• [EXERCISE OBJECTIVE]:
Word for word, write out all of the data below.

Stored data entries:
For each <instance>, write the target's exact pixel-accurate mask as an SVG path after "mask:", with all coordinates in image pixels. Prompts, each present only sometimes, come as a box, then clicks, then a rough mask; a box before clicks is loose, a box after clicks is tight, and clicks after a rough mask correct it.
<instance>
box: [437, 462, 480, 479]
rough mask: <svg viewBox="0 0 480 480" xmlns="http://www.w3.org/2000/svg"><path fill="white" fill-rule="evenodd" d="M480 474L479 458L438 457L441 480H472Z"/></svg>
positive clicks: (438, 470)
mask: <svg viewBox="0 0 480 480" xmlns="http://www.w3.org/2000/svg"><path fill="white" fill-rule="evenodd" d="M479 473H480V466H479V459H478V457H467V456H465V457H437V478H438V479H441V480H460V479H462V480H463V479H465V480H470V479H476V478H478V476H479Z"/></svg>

• [COMPLETED TASK]:
For each <instance>, write the target's exact pixel-accurate mask as an SVG path after "mask:", with all coordinates in image pixels. Prompts, each present only sometimes, come as a box, then clicks, then a rough mask; a box before clicks is loose, a box after clicks is tight, and clicks after a rough mask correct it.
<instance>
box: [437, 462, 480, 479]
rough mask: <svg viewBox="0 0 480 480" xmlns="http://www.w3.org/2000/svg"><path fill="white" fill-rule="evenodd" d="M480 474L479 458L438 457L441 480H472Z"/></svg>
positive clicks: (438, 470)
mask: <svg viewBox="0 0 480 480" xmlns="http://www.w3.org/2000/svg"><path fill="white" fill-rule="evenodd" d="M479 473H480V466H479V459H478V457H467V456H465V457H437V478H438V479H441V480H460V479H462V480H463V479H465V480H470V479H476V478H478V476H479Z"/></svg>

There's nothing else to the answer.